(Task directions) Return every one of the records below word for word, and leave the pictures out of your answer.
— Start of Raw data —
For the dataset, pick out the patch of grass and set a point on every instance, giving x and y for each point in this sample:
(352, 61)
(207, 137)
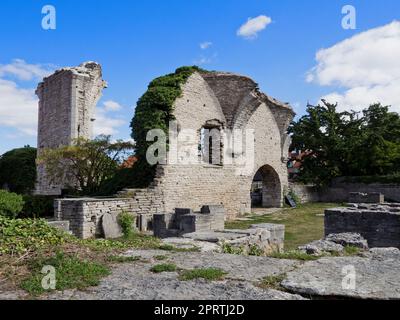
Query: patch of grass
(122, 259)
(71, 273)
(303, 225)
(272, 282)
(294, 255)
(160, 258)
(210, 274)
(169, 247)
(166, 267)
(134, 241)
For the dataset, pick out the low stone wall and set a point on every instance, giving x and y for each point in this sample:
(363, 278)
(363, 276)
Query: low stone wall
(306, 193)
(340, 190)
(378, 224)
(85, 214)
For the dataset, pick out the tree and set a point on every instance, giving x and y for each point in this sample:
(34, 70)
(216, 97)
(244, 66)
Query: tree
(86, 164)
(346, 143)
(18, 170)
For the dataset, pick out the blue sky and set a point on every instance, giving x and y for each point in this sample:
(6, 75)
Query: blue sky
(136, 41)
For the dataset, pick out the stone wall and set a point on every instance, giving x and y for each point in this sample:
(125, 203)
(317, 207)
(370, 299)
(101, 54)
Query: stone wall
(378, 224)
(85, 215)
(306, 193)
(67, 101)
(339, 191)
(235, 103)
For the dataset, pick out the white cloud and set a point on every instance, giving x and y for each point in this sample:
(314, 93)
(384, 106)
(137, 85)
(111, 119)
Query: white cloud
(105, 124)
(24, 71)
(253, 26)
(18, 108)
(112, 106)
(205, 45)
(365, 68)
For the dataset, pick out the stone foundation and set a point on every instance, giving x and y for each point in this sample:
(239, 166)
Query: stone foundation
(85, 215)
(379, 224)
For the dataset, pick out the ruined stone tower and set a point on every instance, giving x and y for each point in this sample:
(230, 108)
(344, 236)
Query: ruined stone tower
(67, 102)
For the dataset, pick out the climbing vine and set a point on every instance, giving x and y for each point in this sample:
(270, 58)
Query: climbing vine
(154, 110)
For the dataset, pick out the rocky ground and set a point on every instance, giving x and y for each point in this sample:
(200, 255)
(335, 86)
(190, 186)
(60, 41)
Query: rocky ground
(377, 276)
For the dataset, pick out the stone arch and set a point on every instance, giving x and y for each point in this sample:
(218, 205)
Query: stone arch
(270, 187)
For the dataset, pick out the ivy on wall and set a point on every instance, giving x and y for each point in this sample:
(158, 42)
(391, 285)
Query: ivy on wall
(154, 110)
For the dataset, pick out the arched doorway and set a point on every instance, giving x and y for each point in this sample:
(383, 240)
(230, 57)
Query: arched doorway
(266, 191)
— End of Raw data —
(Completed exercise)
For the dataset, pick out the patch of grass and set a point on every instance, giving x and y for each point in this sample:
(352, 61)
(207, 137)
Query: patch of grass
(122, 259)
(71, 273)
(303, 225)
(272, 282)
(294, 255)
(160, 258)
(210, 274)
(169, 247)
(166, 267)
(134, 241)
For the dataset, pick out the low stone wall and set a point on every instance, giving x and y for each point in this sample:
(363, 278)
(363, 276)
Query: low stone wall
(306, 193)
(340, 190)
(378, 224)
(85, 214)
For the dataset, pick out the tree and set a point on every instance, giving x and y for each point in this sample:
(34, 70)
(216, 97)
(244, 66)
Query: tree
(86, 164)
(346, 143)
(18, 170)
For the dataset, pick out the blue sky and set a point on every instance, giving x and y for each point in this sample:
(6, 75)
Query: blue sky
(136, 41)
For the dataset, pick out the stone wall and set a point on every instance, giving x and y for each point in this sample:
(125, 203)
(317, 207)
(370, 299)
(101, 54)
Query: stone wall
(378, 224)
(85, 215)
(306, 193)
(67, 101)
(339, 191)
(235, 103)
For the dataset, pick out the white cloud and set a point on every instance, giving x and y for each point in this sample:
(314, 93)
(384, 106)
(137, 85)
(111, 119)
Query: white cloud
(105, 124)
(24, 71)
(253, 26)
(18, 108)
(112, 106)
(205, 45)
(365, 68)
For the dataset, pick out the stone foundation and set a point on every instance, giving x and y for each point in this sample:
(239, 166)
Query: stone foundation
(85, 215)
(379, 224)
For the dataset, pick out the ruined stone tower and set a point on every instance, giving x and y for each point in this sample:
(230, 108)
(344, 236)
Query: ruined stone tower
(67, 102)
For the dataset, pick out the climbing vine and set a point on every instance, giving x and y for each point in this sample:
(270, 58)
Query: climbing vine
(154, 110)
For the dataset, pick out the rocky ground and set a point on every instance, giving x and y for each point in this sample:
(200, 255)
(335, 86)
(190, 186)
(60, 41)
Query: rocky ground
(377, 276)
For the dataset, pick out the stone arch and set a point on every instance, giving x and y for each point in this sample:
(218, 205)
Query: stone arch
(270, 187)
For the dataset, pick out the ivy on wall and set a point on every instance, giving x and y for each point in this sample:
(158, 42)
(391, 285)
Query: ivy on wall
(154, 110)
For the dataset, pick out the arched doorway and set a point on every instance, giving x and y for each point in this sample:
(383, 240)
(230, 57)
Query: arched doorway
(266, 191)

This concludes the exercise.